• ТЕКСТ ДЛЯ УПРАЖНЕНИЯ:
^^^^

Чудесно сказал Фрейд: в ропоте Эроса безмолвно работает влечение к смерти. Эрос и влечение к смерти несовозможны, но неразрывны. При прочих равных так же обстоит дело и с прохождением интенсивностей и поверхностью записи. Поскольку последняя, поддерживая прохождения, действует как память, именно ею отмечается и сохраняется возбуждение, она – средство преобразовать единичный знак ничто, каким является интенсивность, в термины присутствия/отсутствия, чье положение и, следовательно, значение будет определяться в зависимости от присутствия/отсутствия других терминов, в зависимости от их регистрации, от их места в форме, или в Gestalt[19], или в композиции. Поверхность записи является тогда средством регистрации. И остается сделать всего один шаг от средства регистрации до средства производства, который, как говорит Делёз, и совершает деспот, который и совершает великий Гештальтист. Мы отлично знаем, что эта поверхность является сразу, неотличимо и либидинальной кожей, «порождаемой» шальной чертой, и благоразумной уплощенностью расчетной книги. Сразу соположением единичных эффектов, что зовутся Сара, Биргит, Поль, печень, левый глаз, стразы на воротничке, соположением ни за что не собирающихся в одно тело точечных интенсивностей, только соседствующих в невозможной идее ленты влечений, каковая не может быть одной поверхностью записи, а лишь несколькими, даже не обязательно последовательными, мимолетными всплесками интенсивности либидо, – итак, сразу и всем этим, и листом, на котором в виде списков, спецификаций, гражданских состояний, перечней, указателей, следуя двойному закону парадигмы и синтагмы, столбца и строки, зарегистрировано то, что остается от интенсивности, ее след, ее запись.

^^^^

• ЧТО СДЕЛАТЬ:
1 – Переведите на английский это предложение из отрывка о поверхности записи: «Эрос и влечение к смерти несовозможны, но неразрывны».
2 – Верны ли эти утверждения по отрывку о поверхности записи? Для каждого ответьте «да» или «нет» и приведите решающие слова отрывка.
(a) Фрейду приписаны слова о том, что в ропоте Эроса безмолвно работает влечение к смерти.
(b) По словам Делёза, шаг от средства регистрации до средства производства совершает деспот.
(c) Лента влечений может быть одной поверхностью записи.
3 – Продолжите отрывок о поверхности записи после его последнего предложения.
Пункты данных — отдельный материал, не часть отрывка.

(Записи данных)

^^^^

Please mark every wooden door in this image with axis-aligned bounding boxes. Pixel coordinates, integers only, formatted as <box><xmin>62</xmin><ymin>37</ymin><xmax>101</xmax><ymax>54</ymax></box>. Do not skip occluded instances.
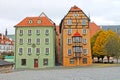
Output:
<box><xmin>34</xmin><ymin>59</ymin><xmax>38</xmax><ymax>68</ymax></box>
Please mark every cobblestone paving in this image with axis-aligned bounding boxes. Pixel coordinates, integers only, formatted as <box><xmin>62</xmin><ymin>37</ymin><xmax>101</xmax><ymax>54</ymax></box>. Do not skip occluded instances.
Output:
<box><xmin>0</xmin><ymin>67</ymin><xmax>120</xmax><ymax>80</ymax></box>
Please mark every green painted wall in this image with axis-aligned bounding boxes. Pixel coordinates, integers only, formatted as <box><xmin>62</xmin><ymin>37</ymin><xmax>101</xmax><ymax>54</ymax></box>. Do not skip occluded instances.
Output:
<box><xmin>15</xmin><ymin>27</ymin><xmax>55</xmax><ymax>68</ymax></box>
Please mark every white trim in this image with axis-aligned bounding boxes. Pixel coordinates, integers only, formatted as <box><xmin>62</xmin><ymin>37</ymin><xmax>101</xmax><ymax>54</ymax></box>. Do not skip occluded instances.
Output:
<box><xmin>18</xmin><ymin>47</ymin><xmax>24</xmax><ymax>55</ymax></box>
<box><xmin>82</xmin><ymin>28</ymin><xmax>87</xmax><ymax>35</ymax></box>
<box><xmin>35</xmin><ymin>38</ymin><xmax>41</xmax><ymax>45</ymax></box>
<box><xmin>67</xmin><ymin>49</ymin><xmax>72</xmax><ymax>55</ymax></box>
<box><xmin>27</xmin><ymin>47</ymin><xmax>32</xmax><ymax>55</ymax></box>
<box><xmin>35</xmin><ymin>47</ymin><xmax>41</xmax><ymax>54</ymax></box>
<box><xmin>83</xmin><ymin>48</ymin><xmax>88</xmax><ymax>54</ymax></box>
<box><xmin>67</xmin><ymin>38</ymin><xmax>72</xmax><ymax>45</ymax></box>
<box><xmin>82</xmin><ymin>38</ymin><xmax>87</xmax><ymax>44</ymax></box>
<box><xmin>36</xmin><ymin>29</ymin><xmax>41</xmax><ymax>35</ymax></box>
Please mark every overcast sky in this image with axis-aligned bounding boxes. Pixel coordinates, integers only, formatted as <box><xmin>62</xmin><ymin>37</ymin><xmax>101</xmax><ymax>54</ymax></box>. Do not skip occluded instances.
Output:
<box><xmin>0</xmin><ymin>0</ymin><xmax>120</xmax><ymax>34</ymax></box>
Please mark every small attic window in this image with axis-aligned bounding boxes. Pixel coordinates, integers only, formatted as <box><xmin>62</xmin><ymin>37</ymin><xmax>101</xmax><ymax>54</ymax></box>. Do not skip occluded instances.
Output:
<box><xmin>28</xmin><ymin>20</ymin><xmax>33</xmax><ymax>24</ymax></box>
<box><xmin>37</xmin><ymin>20</ymin><xmax>41</xmax><ymax>24</ymax></box>
<box><xmin>73</xmin><ymin>13</ymin><xmax>79</xmax><ymax>17</ymax></box>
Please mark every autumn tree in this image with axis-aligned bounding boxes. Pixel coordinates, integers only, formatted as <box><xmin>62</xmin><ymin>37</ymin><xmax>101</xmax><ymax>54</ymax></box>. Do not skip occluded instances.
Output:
<box><xmin>105</xmin><ymin>30</ymin><xmax>120</xmax><ymax>63</ymax></box>
<box><xmin>91</xmin><ymin>30</ymin><xmax>103</xmax><ymax>58</ymax></box>
<box><xmin>91</xmin><ymin>30</ymin><xmax>107</xmax><ymax>61</ymax></box>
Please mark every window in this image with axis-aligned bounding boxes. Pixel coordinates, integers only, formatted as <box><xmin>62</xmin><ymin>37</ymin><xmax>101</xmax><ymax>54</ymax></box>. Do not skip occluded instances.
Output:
<box><xmin>45</xmin><ymin>38</ymin><xmax>49</xmax><ymax>45</ymax></box>
<box><xmin>83</xmin><ymin>49</ymin><xmax>88</xmax><ymax>54</ymax></box>
<box><xmin>45</xmin><ymin>29</ymin><xmax>49</xmax><ymax>35</ymax></box>
<box><xmin>73</xmin><ymin>46</ymin><xmax>82</xmax><ymax>53</ymax></box>
<box><xmin>68</xmin><ymin>39</ymin><xmax>72</xmax><ymax>44</ymax></box>
<box><xmin>68</xmin><ymin>49</ymin><xmax>72</xmax><ymax>55</ymax></box>
<box><xmin>20</xmin><ymin>30</ymin><xmax>23</xmax><ymax>35</ymax></box>
<box><xmin>45</xmin><ymin>48</ymin><xmax>49</xmax><ymax>55</ymax></box>
<box><xmin>36</xmin><ymin>48</ymin><xmax>40</xmax><ymax>54</ymax></box>
<box><xmin>28</xmin><ymin>39</ymin><xmax>32</xmax><ymax>44</ymax></box>
<box><xmin>21</xmin><ymin>59</ymin><xmax>26</xmax><ymax>66</ymax></box>
<box><xmin>67</xmin><ymin>19</ymin><xmax>72</xmax><ymax>25</ymax></box>
<box><xmin>68</xmin><ymin>28</ymin><xmax>72</xmax><ymax>34</ymax></box>
<box><xmin>37</xmin><ymin>20</ymin><xmax>41</xmax><ymax>24</ymax></box>
<box><xmin>43</xmin><ymin>58</ymin><xmax>48</xmax><ymax>66</ymax></box>
<box><xmin>36</xmin><ymin>30</ymin><xmax>40</xmax><ymax>35</ymax></box>
<box><xmin>28</xmin><ymin>30</ymin><xmax>32</xmax><ymax>35</ymax></box>
<box><xmin>19</xmin><ymin>39</ymin><xmax>23</xmax><ymax>45</ymax></box>
<box><xmin>36</xmin><ymin>38</ymin><xmax>40</xmax><ymax>45</ymax></box>
<box><xmin>82</xmin><ymin>19</ymin><xmax>86</xmax><ymax>25</ymax></box>
<box><xmin>28</xmin><ymin>48</ymin><xmax>32</xmax><ymax>54</ymax></box>
<box><xmin>70</xmin><ymin>58</ymin><xmax>74</xmax><ymax>64</ymax></box>
<box><xmin>82</xmin><ymin>29</ymin><xmax>87</xmax><ymax>34</ymax></box>
<box><xmin>18</xmin><ymin>48</ymin><xmax>23</xmax><ymax>54</ymax></box>
<box><xmin>82</xmin><ymin>58</ymin><xmax>87</xmax><ymax>64</ymax></box>
<box><xmin>73</xmin><ymin>37</ymin><xmax>81</xmax><ymax>43</ymax></box>
<box><xmin>28</xmin><ymin>20</ymin><xmax>33</xmax><ymax>24</ymax></box>
<box><xmin>73</xmin><ymin>13</ymin><xmax>79</xmax><ymax>17</ymax></box>
<box><xmin>83</xmin><ymin>38</ymin><xmax>87</xmax><ymax>44</ymax></box>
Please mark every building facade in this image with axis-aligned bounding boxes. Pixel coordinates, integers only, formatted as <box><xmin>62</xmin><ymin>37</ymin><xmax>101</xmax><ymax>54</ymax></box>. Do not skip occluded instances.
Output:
<box><xmin>0</xmin><ymin>33</ymin><xmax>14</xmax><ymax>55</ymax></box>
<box><xmin>100</xmin><ymin>25</ymin><xmax>120</xmax><ymax>35</ymax></box>
<box><xmin>89</xmin><ymin>22</ymin><xmax>100</xmax><ymax>38</ymax></box>
<box><xmin>15</xmin><ymin>13</ymin><xmax>55</xmax><ymax>69</ymax></box>
<box><xmin>60</xmin><ymin>6</ymin><xmax>92</xmax><ymax>66</ymax></box>
<box><xmin>56</xmin><ymin>26</ymin><xmax>60</xmax><ymax>64</ymax></box>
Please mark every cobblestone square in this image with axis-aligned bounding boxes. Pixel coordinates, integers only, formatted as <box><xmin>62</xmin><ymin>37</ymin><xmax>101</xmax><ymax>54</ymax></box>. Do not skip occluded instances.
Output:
<box><xmin>0</xmin><ymin>67</ymin><xmax>120</xmax><ymax>80</ymax></box>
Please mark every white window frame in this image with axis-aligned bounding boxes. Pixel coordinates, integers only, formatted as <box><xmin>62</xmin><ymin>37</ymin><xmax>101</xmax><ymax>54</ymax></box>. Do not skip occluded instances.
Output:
<box><xmin>67</xmin><ymin>38</ymin><xmax>72</xmax><ymax>44</ymax></box>
<box><xmin>28</xmin><ymin>30</ymin><xmax>32</xmax><ymax>35</ymax></box>
<box><xmin>67</xmin><ymin>28</ymin><xmax>72</xmax><ymax>34</ymax></box>
<box><xmin>28</xmin><ymin>20</ymin><xmax>33</xmax><ymax>24</ymax></box>
<box><xmin>73</xmin><ymin>13</ymin><xmax>79</xmax><ymax>17</ymax></box>
<box><xmin>36</xmin><ymin>30</ymin><xmax>40</xmax><ymax>35</ymax></box>
<box><xmin>69</xmin><ymin>58</ymin><xmax>75</xmax><ymax>64</ymax></box>
<box><xmin>36</xmin><ymin>38</ymin><xmax>40</xmax><ymax>45</ymax></box>
<box><xmin>45</xmin><ymin>29</ymin><xmax>50</xmax><ymax>35</ymax></box>
<box><xmin>37</xmin><ymin>19</ymin><xmax>41</xmax><ymax>24</ymax></box>
<box><xmin>45</xmin><ymin>38</ymin><xmax>50</xmax><ymax>45</ymax></box>
<box><xmin>45</xmin><ymin>48</ymin><xmax>50</xmax><ymax>55</ymax></box>
<box><xmin>19</xmin><ymin>38</ymin><xmax>24</xmax><ymax>45</ymax></box>
<box><xmin>82</xmin><ymin>38</ymin><xmax>87</xmax><ymax>44</ymax></box>
<box><xmin>18</xmin><ymin>48</ymin><xmax>23</xmax><ymax>55</ymax></box>
<box><xmin>68</xmin><ymin>49</ymin><xmax>72</xmax><ymax>55</ymax></box>
<box><xmin>67</xmin><ymin>19</ymin><xmax>72</xmax><ymax>25</ymax></box>
<box><xmin>36</xmin><ymin>48</ymin><xmax>41</xmax><ymax>54</ymax></box>
<box><xmin>19</xmin><ymin>30</ymin><xmax>23</xmax><ymax>35</ymax></box>
<box><xmin>82</xmin><ymin>29</ymin><xmax>87</xmax><ymax>35</ymax></box>
<box><xmin>83</xmin><ymin>48</ymin><xmax>88</xmax><ymax>55</ymax></box>
<box><xmin>28</xmin><ymin>38</ymin><xmax>32</xmax><ymax>45</ymax></box>
<box><xmin>27</xmin><ymin>48</ymin><xmax>32</xmax><ymax>55</ymax></box>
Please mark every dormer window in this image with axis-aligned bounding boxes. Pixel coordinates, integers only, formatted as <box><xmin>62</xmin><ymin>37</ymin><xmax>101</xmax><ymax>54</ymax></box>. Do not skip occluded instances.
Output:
<box><xmin>28</xmin><ymin>20</ymin><xmax>33</xmax><ymax>24</ymax></box>
<box><xmin>37</xmin><ymin>20</ymin><xmax>41</xmax><ymax>24</ymax></box>
<box><xmin>73</xmin><ymin>32</ymin><xmax>82</xmax><ymax>43</ymax></box>
<box><xmin>73</xmin><ymin>13</ymin><xmax>79</xmax><ymax>17</ymax></box>
<box><xmin>67</xmin><ymin>19</ymin><xmax>72</xmax><ymax>25</ymax></box>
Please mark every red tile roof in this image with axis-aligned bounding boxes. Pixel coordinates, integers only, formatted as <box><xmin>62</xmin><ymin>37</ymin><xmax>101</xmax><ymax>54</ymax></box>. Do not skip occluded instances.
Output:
<box><xmin>70</xmin><ymin>5</ymin><xmax>81</xmax><ymax>11</ymax></box>
<box><xmin>89</xmin><ymin>22</ymin><xmax>100</xmax><ymax>37</ymax></box>
<box><xmin>15</xmin><ymin>13</ymin><xmax>54</xmax><ymax>27</ymax></box>
<box><xmin>73</xmin><ymin>31</ymin><xmax>81</xmax><ymax>37</ymax></box>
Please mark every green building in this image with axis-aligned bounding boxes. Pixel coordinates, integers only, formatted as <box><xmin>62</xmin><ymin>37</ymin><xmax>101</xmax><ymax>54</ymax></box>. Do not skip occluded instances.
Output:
<box><xmin>15</xmin><ymin>13</ymin><xmax>55</xmax><ymax>69</ymax></box>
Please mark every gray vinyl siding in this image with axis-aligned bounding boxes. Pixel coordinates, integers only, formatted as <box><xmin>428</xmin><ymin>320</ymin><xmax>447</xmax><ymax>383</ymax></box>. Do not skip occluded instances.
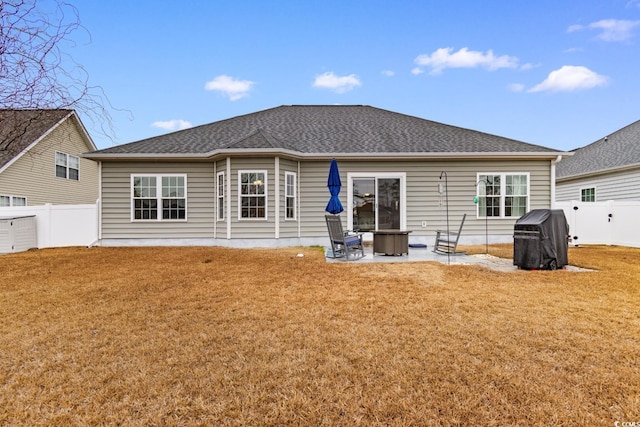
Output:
<box><xmin>300</xmin><ymin>160</ymin><xmax>551</xmax><ymax>237</ymax></box>
<box><xmin>0</xmin><ymin>119</ymin><xmax>99</xmax><ymax>206</ymax></box>
<box><xmin>102</xmin><ymin>162</ymin><xmax>215</xmax><ymax>239</ymax></box>
<box><xmin>102</xmin><ymin>157</ymin><xmax>551</xmax><ymax>244</ymax></box>
<box><xmin>556</xmin><ymin>169</ymin><xmax>640</xmax><ymax>202</ymax></box>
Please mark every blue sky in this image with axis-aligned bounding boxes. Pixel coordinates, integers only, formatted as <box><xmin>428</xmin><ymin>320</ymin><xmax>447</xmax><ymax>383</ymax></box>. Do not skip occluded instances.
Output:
<box><xmin>68</xmin><ymin>0</ymin><xmax>640</xmax><ymax>150</ymax></box>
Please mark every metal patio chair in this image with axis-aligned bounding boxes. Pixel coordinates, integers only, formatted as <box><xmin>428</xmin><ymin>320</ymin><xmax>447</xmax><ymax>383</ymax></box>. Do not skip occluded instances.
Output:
<box><xmin>324</xmin><ymin>215</ymin><xmax>364</xmax><ymax>261</ymax></box>
<box><xmin>433</xmin><ymin>214</ymin><xmax>467</xmax><ymax>255</ymax></box>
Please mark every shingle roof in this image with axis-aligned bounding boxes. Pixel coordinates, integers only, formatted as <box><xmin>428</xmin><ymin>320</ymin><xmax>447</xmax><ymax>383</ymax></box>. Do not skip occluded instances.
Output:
<box><xmin>556</xmin><ymin>120</ymin><xmax>640</xmax><ymax>178</ymax></box>
<box><xmin>0</xmin><ymin>109</ymin><xmax>72</xmax><ymax>169</ymax></box>
<box><xmin>87</xmin><ymin>105</ymin><xmax>557</xmax><ymax>157</ymax></box>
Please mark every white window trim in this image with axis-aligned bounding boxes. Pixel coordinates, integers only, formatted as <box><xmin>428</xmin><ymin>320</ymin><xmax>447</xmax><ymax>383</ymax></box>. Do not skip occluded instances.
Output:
<box><xmin>0</xmin><ymin>194</ymin><xmax>29</xmax><ymax>208</ymax></box>
<box><xmin>578</xmin><ymin>185</ymin><xmax>598</xmax><ymax>203</ymax></box>
<box><xmin>129</xmin><ymin>173</ymin><xmax>189</xmax><ymax>222</ymax></box>
<box><xmin>53</xmin><ymin>151</ymin><xmax>80</xmax><ymax>181</ymax></box>
<box><xmin>284</xmin><ymin>171</ymin><xmax>298</xmax><ymax>221</ymax></box>
<box><xmin>216</xmin><ymin>171</ymin><xmax>227</xmax><ymax>221</ymax></box>
<box><xmin>476</xmin><ymin>172</ymin><xmax>531</xmax><ymax>220</ymax></box>
<box><xmin>238</xmin><ymin>169</ymin><xmax>269</xmax><ymax>221</ymax></box>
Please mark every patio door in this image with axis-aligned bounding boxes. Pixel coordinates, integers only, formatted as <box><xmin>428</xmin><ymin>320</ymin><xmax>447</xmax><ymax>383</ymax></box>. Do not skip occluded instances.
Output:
<box><xmin>348</xmin><ymin>173</ymin><xmax>405</xmax><ymax>232</ymax></box>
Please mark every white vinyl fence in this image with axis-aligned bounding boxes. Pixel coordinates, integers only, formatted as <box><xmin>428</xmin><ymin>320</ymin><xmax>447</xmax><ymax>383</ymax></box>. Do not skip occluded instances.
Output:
<box><xmin>555</xmin><ymin>200</ymin><xmax>640</xmax><ymax>248</ymax></box>
<box><xmin>0</xmin><ymin>202</ymin><xmax>99</xmax><ymax>249</ymax></box>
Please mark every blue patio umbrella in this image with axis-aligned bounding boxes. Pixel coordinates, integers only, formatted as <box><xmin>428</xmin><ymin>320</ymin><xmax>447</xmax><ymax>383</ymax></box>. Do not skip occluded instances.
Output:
<box><xmin>325</xmin><ymin>159</ymin><xmax>344</xmax><ymax>215</ymax></box>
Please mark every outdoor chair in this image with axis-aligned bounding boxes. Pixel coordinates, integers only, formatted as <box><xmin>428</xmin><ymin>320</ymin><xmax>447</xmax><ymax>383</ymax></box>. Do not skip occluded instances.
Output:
<box><xmin>433</xmin><ymin>214</ymin><xmax>467</xmax><ymax>255</ymax></box>
<box><xmin>324</xmin><ymin>215</ymin><xmax>364</xmax><ymax>261</ymax></box>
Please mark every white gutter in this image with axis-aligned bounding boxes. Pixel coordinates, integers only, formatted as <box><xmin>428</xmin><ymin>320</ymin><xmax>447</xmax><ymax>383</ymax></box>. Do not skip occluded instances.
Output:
<box><xmin>82</xmin><ymin>148</ymin><xmax>573</xmax><ymax>161</ymax></box>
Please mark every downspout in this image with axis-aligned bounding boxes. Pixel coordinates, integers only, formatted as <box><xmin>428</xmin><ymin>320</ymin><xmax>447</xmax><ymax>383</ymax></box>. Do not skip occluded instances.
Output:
<box><xmin>225</xmin><ymin>157</ymin><xmax>231</xmax><ymax>240</ymax></box>
<box><xmin>213</xmin><ymin>161</ymin><xmax>220</xmax><ymax>239</ymax></box>
<box><xmin>97</xmin><ymin>161</ymin><xmax>102</xmax><ymax>242</ymax></box>
<box><xmin>274</xmin><ymin>157</ymin><xmax>280</xmax><ymax>240</ymax></box>
<box><xmin>296</xmin><ymin>160</ymin><xmax>302</xmax><ymax>239</ymax></box>
<box><xmin>551</xmin><ymin>156</ymin><xmax>562</xmax><ymax>209</ymax></box>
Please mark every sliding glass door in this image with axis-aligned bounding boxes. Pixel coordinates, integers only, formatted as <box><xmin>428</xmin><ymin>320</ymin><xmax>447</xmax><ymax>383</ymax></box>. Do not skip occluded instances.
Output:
<box><xmin>348</xmin><ymin>173</ymin><xmax>405</xmax><ymax>232</ymax></box>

^^^^

• ОТВЕТЫ:
1 – Eros and the death drive are incompossible, yet inseparable.

2 –
(a) Да: «Чудесно сказал Фрейд: в ропоте Эроса безмолвно работает влечение к смерти».
(b) Да: «который, как говорит Делёз, и совершает деспот».
(c) Нет: «каковая не может быть одной поверхностью записи, а лишь несколькими».

3 –
Этот-то фарс и разыгрывают над нами слова, разыгрывают интенсивности и, с начала и до конца данной книги, разыграет сам наш порыв: позыв сей дойдет до вас, читатель, Недоброжелательница, изложенным, отложенным; тот лист, на котором я пишу и который на мгновение, в помрачении и нетерпении, становится ласкаемой женской кожей или водной гладью, по которой я с любовью плыву кролем, вы получите сей лист напечатанным, повторяющим то же самое, в удвоении, вы получите регистрационный лист. Слова, которые обжигают кончик пера, которые этот кончик подстегивает как безучастное стадо, чтобы заставить их мчаться и поймать на лету самое благородное, самое быстрое, самое могущественное из них, вы получите как лексиколог. И какие бы ни пришли в голову с-равнения, все они исходно никчемны из-за cum-[20], которое они содержат и которое превращает их в процедуры взвешивания, размышления, соизмеримости, годные для реестра и бухгалтерии, навсегда неспособные передать интенсивность в ее происшествии.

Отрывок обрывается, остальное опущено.